= WHAT IS BEING ASKED =
Pull out every line in the records below that contains the string "ceiling" and copy each one in full. The match is case-sensitive.
---------- PROVIDED RECORDS ----------
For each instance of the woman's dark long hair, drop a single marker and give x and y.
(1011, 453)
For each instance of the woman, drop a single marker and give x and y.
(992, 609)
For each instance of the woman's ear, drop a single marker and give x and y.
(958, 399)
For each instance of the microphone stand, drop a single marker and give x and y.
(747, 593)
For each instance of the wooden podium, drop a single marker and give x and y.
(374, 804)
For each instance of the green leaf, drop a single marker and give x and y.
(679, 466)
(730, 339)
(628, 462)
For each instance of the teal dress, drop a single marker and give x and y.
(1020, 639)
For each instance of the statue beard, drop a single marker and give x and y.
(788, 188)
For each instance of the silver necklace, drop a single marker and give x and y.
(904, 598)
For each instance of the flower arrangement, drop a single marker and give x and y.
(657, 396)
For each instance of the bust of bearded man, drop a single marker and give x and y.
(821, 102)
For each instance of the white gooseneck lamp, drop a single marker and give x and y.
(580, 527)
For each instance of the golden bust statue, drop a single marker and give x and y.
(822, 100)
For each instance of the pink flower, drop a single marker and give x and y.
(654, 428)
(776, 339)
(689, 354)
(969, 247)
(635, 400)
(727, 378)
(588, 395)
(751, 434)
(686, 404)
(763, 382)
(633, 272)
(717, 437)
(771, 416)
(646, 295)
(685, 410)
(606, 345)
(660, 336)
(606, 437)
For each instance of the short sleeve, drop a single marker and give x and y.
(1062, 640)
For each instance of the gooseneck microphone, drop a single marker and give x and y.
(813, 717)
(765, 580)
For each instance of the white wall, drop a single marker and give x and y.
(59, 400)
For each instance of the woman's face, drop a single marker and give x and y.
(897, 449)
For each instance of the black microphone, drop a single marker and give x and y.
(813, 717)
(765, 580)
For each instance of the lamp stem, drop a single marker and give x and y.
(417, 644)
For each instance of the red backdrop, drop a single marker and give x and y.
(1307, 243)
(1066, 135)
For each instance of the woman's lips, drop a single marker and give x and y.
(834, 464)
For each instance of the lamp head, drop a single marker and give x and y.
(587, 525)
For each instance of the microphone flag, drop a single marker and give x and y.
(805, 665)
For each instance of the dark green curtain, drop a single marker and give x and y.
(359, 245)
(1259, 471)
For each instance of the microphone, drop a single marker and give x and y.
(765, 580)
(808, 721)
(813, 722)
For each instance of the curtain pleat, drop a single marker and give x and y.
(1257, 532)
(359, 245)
----------
---------- PROVIDED RECORDS ----------
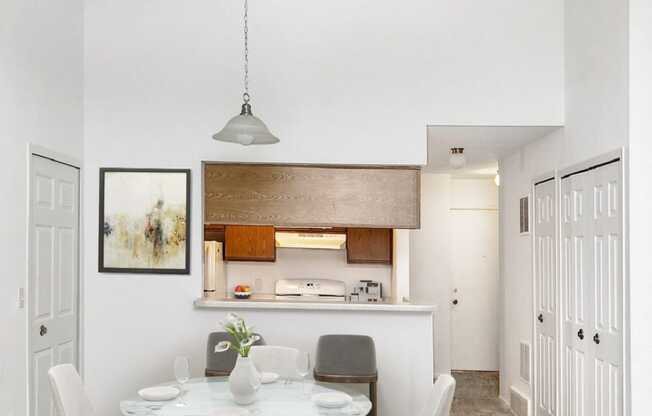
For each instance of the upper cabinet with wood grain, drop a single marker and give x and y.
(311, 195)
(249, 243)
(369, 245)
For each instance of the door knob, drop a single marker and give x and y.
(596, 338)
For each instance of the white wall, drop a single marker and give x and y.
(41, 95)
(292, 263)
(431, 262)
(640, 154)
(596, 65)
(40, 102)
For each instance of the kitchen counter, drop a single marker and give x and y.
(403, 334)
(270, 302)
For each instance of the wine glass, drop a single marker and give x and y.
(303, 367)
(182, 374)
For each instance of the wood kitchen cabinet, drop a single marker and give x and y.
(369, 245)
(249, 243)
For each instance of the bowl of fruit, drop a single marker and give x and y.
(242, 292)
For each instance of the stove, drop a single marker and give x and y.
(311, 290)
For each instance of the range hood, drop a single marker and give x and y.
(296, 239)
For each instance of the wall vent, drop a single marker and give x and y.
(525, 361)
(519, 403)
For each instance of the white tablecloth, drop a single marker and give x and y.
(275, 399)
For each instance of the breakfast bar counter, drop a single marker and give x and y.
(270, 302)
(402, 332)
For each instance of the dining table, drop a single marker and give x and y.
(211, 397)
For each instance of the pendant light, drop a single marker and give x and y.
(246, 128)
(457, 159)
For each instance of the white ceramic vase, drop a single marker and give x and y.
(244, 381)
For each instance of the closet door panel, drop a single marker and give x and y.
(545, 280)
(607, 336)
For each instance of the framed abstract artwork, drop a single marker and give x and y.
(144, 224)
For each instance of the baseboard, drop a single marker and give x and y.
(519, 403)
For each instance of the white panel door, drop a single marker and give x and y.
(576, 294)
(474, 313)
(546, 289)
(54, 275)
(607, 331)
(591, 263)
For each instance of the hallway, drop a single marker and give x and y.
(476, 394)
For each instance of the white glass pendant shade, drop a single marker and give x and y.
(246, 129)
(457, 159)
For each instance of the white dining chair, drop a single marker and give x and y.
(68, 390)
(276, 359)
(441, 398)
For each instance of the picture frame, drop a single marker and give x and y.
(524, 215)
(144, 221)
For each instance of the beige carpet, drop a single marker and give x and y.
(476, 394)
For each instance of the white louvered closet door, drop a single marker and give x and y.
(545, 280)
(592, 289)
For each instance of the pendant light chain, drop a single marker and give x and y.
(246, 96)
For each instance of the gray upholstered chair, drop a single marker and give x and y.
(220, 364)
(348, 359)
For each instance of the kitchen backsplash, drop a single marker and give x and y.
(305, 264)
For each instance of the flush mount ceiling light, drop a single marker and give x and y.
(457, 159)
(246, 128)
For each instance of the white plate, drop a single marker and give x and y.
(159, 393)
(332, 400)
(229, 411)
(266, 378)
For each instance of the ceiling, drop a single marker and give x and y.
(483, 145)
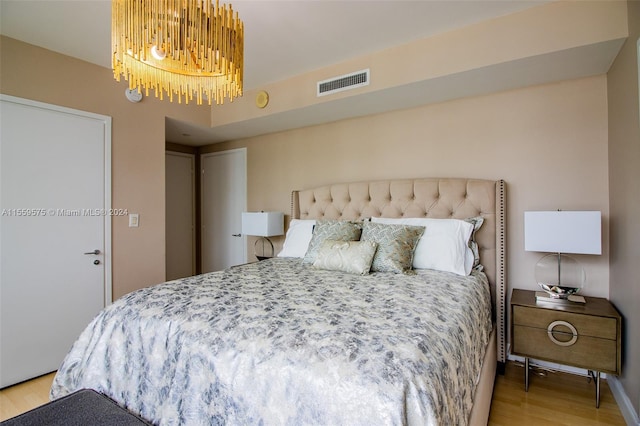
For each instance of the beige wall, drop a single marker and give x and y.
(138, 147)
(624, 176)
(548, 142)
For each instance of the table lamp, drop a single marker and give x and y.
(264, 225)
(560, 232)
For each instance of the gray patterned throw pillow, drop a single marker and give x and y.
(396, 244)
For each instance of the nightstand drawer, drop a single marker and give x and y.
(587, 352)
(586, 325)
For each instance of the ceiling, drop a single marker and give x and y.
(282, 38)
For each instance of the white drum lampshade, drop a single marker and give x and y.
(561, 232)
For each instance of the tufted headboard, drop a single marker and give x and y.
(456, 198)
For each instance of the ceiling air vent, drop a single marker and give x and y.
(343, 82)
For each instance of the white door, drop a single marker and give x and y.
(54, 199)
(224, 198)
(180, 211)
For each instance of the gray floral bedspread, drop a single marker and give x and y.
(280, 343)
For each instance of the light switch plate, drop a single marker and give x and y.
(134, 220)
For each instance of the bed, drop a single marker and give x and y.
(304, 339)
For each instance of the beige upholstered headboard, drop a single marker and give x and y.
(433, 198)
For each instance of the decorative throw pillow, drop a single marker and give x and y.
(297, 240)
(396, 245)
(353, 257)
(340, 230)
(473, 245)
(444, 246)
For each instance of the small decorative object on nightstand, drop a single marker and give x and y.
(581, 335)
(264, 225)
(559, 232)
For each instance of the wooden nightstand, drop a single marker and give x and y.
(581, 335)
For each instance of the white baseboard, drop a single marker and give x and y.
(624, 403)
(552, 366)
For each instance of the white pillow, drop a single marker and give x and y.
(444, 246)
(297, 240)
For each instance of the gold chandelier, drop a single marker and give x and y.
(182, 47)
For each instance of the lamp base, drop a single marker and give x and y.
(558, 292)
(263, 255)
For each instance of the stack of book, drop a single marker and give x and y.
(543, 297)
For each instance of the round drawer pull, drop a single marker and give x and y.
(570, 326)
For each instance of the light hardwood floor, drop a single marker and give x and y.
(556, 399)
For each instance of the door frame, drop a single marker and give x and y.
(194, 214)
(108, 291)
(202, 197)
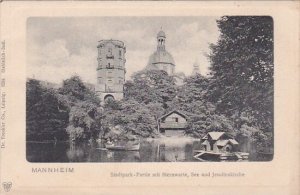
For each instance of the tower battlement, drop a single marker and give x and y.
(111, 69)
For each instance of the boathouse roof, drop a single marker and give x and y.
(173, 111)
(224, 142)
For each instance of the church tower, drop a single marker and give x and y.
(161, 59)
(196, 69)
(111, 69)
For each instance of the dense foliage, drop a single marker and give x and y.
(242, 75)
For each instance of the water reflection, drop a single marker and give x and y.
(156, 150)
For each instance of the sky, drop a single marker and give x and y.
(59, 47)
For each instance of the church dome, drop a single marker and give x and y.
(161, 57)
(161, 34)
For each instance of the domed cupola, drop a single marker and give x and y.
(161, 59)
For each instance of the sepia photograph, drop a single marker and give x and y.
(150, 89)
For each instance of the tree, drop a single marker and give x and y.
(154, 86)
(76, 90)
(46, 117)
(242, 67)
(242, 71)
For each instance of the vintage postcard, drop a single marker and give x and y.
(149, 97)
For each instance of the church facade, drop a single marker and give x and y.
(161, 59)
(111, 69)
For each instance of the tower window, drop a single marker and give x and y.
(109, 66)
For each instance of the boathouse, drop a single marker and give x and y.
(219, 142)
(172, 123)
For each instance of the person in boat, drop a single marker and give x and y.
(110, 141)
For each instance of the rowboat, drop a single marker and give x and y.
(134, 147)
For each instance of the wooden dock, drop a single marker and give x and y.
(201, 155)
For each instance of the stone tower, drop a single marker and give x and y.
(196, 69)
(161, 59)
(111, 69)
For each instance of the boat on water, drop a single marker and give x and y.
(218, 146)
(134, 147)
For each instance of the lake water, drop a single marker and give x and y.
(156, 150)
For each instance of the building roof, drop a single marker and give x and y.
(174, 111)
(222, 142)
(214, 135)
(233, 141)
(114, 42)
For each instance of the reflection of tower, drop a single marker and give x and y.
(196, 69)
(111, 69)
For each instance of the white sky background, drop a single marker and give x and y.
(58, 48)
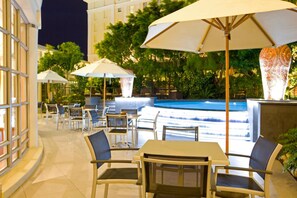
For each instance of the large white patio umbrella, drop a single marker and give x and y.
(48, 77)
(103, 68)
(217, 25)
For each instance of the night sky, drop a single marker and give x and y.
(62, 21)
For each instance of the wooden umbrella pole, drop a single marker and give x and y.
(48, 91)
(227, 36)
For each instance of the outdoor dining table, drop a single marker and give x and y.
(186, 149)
----------
= EXERCISE SOLUTION =
For each instance of the flush mount ceiling light, drop a single marker and give x and y.
For each instance of the ceiling, drop a single marker and give x and y.
For each instance of the ceiling, drop a single marker and give x and y.
For each instance of the ceiling air vent, drop a single marker and give x and y.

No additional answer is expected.